Given text
# # #

Based on this evidence, Detective Getz testified to the judge that he had "probable cause to believe that" Taylor had violated "Indiana Code 35-42-4-4 which, among other things, make it a state crime for any person to knowingly possess child pornography," and that evidence of the violation would be found at his home. Id. at 20, ¶ 34. Viewed through the lens of common sense, see Ornelas, 517 U.S. at 695, the exchange set forth above constitutes "substantial evidence" to support the judge's finding of probable cause, see Leonard, 884 F.3d at 733.

Taylor raises several specific arguments why the evidence against him would have been susceptible to suppression, which the Court addresses below. These arguments warrant consideration but fall short of undermining the judge's finding of probable cause.

a. Jane Doe's "Legal Age" Clarification

Taylor argues that Jane Doe's clarification that she was seeking only images of girls of "legal age," (see dkt. 1-2 at ¶ 28), eliminates any reason to suspect that Taylor possessed child pornography. But the question that invited that clarification supports a different conclusion. In response to Taylor's representation that he could provide images of orgies and "young girls," Jane Doe requested images of young girls engaged in an orgy. Id. Taylor responded by asking, "How young are you ok with?" Id. It is reasonable to interpret this question as suggesting that Taylor had pictures of "young girls" of varying ages and that he wished to clarify from what portion of that range Jane Doe was seeking pictures. After all, if Taylor only had pictures of girls of "legal age," why would he seek clarification as to what age Jane Doe was comfortable receiving? The fact that Jane Doe clarified her request may not say as much as the fact that Taylor sought her clarification. This is perhaps not the only inference to be drawn from Taylor's question, but it is a reasonable one based on substantial evidence, and the issuing judge's determination is entitled to "great deference" based on that evidence. See Leonard, 884 F.3d at 733.

b. Inclusion of Boilerplate Language

Taylor argues that Detective Getz's probable cause affidavit is "undermined by the improper inclusion of extensive boilerplate language about the habits of child pornography collectors and technology which Getz believes are relevant to Taylor." Dkt. 2 at 12. But the inclusion of boilerplate language in an affidavit does not preclude a finding of probable cause. The cases Taylor cites in support of his argument make clear that reliance on boilerplate language about tendencies and characteristics of child pornographers fails to create probable cause when it is not accompanied by evidence that the subject of the search displays those tendencies and characteristics. In this case, the affidavit included documentation that Taylor offered to send Jane Doe images of young girls engaged in an orgy. This is substantial evidence of probable cause to believe that Taylor possessed child pornography regardless of whether the affidavit included boilerplate language about child pornographers generally.

# # #

Some records
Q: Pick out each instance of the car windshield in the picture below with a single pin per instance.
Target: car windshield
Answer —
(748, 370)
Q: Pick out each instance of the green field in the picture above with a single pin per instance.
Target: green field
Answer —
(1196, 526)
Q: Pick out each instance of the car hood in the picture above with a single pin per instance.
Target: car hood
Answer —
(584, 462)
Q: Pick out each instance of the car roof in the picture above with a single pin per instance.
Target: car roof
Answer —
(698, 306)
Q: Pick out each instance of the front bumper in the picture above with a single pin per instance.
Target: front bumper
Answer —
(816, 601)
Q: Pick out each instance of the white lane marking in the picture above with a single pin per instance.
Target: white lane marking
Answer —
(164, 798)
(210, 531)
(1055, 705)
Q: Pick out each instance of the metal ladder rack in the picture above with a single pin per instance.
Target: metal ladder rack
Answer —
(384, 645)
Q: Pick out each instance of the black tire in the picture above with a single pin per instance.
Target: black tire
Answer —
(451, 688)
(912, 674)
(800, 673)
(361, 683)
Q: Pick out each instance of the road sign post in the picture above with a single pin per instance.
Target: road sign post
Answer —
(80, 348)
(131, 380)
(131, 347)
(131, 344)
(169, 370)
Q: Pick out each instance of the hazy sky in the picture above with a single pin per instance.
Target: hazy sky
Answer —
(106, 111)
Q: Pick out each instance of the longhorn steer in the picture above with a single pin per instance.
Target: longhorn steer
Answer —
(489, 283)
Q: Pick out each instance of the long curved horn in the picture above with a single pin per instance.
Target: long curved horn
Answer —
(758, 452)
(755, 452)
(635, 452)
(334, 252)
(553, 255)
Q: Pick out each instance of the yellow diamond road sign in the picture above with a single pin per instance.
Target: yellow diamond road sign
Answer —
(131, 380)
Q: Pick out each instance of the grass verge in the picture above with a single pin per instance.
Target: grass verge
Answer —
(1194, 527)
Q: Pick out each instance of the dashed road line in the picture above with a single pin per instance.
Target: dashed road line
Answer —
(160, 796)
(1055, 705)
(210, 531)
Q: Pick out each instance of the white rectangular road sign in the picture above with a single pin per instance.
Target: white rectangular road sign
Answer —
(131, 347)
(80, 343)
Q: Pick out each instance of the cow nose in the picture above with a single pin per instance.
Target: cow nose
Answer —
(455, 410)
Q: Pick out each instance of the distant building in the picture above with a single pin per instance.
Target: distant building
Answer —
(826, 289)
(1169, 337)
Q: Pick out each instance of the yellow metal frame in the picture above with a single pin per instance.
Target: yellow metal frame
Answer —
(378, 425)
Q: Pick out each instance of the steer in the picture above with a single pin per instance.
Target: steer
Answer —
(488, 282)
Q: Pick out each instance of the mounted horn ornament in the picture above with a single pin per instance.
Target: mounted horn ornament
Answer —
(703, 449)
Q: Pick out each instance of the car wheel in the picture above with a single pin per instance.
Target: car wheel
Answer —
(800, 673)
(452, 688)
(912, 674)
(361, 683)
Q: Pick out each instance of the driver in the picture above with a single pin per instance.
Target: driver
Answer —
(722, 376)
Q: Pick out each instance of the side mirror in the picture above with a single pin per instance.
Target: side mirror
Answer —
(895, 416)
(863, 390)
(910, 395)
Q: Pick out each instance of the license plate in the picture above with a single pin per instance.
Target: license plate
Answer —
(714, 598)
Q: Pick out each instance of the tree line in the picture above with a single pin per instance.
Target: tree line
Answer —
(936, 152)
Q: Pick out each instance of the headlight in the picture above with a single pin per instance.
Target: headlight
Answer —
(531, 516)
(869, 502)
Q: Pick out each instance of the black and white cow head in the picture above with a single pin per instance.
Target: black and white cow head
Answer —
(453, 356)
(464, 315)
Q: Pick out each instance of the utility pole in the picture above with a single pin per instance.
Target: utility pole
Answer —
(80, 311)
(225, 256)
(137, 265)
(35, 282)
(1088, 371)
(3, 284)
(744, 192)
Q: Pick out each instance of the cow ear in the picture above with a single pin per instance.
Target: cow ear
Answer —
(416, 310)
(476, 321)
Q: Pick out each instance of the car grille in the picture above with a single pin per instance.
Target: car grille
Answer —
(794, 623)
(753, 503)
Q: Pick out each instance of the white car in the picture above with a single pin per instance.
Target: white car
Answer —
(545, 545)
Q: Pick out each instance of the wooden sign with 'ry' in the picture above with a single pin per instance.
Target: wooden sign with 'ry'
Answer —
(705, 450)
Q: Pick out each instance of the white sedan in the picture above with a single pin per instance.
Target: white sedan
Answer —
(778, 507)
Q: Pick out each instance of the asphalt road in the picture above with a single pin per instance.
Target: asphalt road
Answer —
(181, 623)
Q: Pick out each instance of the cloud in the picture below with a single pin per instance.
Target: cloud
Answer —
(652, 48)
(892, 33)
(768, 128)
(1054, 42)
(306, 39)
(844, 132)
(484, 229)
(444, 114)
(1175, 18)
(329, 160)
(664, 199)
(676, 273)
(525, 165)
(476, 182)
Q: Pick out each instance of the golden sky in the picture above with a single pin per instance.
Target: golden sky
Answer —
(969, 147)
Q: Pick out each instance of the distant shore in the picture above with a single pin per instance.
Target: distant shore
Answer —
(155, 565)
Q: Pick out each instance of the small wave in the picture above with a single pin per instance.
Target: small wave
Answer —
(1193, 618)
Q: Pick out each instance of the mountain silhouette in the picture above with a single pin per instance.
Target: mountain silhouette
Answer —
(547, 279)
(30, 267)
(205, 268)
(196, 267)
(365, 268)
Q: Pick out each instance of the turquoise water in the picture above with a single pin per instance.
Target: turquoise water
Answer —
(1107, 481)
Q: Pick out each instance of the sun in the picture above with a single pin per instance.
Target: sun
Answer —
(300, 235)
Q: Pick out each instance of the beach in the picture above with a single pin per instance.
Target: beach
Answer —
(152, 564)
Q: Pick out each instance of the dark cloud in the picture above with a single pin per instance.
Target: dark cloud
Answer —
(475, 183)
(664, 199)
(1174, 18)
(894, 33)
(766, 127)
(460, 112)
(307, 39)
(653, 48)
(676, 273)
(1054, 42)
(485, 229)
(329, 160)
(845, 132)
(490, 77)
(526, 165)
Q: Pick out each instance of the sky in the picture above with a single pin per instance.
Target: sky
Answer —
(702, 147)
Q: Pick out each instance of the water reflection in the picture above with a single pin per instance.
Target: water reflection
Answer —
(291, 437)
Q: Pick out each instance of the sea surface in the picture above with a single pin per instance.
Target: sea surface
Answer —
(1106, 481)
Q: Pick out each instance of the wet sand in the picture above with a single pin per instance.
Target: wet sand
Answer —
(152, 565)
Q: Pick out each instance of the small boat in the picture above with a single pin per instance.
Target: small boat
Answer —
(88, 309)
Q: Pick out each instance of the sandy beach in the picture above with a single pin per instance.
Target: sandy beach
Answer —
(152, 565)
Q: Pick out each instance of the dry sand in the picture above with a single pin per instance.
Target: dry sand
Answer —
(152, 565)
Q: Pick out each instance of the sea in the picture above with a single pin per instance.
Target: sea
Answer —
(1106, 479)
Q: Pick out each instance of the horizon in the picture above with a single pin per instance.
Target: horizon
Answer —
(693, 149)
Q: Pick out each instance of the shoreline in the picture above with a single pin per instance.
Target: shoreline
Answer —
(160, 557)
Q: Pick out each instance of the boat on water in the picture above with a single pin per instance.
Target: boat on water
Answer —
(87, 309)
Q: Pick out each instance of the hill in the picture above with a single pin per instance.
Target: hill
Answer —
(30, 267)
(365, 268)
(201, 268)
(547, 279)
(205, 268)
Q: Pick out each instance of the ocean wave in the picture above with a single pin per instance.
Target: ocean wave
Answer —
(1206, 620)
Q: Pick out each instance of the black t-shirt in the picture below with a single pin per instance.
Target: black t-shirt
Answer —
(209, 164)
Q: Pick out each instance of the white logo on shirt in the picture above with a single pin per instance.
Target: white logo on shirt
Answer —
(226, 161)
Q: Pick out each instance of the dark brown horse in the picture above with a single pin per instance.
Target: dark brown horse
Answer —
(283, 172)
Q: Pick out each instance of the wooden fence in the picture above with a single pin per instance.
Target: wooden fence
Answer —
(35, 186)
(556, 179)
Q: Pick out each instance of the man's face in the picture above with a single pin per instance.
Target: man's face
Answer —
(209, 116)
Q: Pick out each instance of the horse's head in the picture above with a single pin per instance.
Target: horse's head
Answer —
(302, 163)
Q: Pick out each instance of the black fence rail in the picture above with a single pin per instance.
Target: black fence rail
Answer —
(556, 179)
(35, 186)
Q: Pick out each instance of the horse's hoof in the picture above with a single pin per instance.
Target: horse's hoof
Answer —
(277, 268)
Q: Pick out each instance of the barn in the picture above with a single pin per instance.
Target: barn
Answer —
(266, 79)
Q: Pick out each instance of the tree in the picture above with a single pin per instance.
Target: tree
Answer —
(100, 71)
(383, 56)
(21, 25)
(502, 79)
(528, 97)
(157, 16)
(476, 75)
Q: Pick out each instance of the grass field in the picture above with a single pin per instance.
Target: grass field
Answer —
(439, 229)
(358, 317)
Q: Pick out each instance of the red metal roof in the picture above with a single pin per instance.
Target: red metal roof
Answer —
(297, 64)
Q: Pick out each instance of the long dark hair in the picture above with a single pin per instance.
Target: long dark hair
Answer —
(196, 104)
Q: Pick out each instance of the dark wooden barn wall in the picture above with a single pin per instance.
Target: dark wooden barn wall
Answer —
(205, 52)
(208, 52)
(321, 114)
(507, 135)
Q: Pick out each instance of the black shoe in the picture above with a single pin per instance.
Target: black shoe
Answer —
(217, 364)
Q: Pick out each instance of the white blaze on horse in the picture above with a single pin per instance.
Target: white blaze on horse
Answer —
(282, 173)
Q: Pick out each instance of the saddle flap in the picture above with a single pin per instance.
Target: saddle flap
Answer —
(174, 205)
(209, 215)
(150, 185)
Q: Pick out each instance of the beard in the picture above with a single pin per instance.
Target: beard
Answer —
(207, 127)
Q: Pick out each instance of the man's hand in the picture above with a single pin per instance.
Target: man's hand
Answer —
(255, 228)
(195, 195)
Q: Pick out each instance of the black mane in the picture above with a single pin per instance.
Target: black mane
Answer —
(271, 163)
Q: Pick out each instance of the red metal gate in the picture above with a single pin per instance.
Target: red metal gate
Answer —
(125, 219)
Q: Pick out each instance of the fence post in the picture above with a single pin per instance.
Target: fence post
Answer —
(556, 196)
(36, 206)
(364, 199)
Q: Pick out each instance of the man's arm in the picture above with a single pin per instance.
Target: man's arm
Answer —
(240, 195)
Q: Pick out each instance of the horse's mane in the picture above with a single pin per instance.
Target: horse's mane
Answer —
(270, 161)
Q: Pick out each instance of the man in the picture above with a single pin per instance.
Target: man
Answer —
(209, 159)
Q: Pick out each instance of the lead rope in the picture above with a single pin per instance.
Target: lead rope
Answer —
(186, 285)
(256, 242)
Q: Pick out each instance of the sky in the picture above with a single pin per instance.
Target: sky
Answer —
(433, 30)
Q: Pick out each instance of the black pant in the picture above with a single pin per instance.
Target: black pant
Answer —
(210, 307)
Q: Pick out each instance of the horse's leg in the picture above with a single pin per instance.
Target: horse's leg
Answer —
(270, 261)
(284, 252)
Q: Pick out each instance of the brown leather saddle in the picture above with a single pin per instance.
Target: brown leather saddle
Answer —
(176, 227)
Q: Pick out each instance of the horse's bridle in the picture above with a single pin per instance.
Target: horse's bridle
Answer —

# # #

Short exercise A
Rewrite the stretch from "Taylor raises several" through "judge's finding of probable cause." in the probable-cause passage, putting "contentions" in place of "arguments".
Short exercise B
Return each line of the entries that contains the string "hazy". The match is case-sensitive.

Output A
Taylor raises several specific contentions why the evidence against him would have been susceptible to suppression, which the Court addresses below. These contentions warrant consideration but fall short of undermining the judge's finding of probable cause.

Output B
Q: Pick out each instance of the hazy sky in the picture above with a single pin per instance.
Target: hazy sky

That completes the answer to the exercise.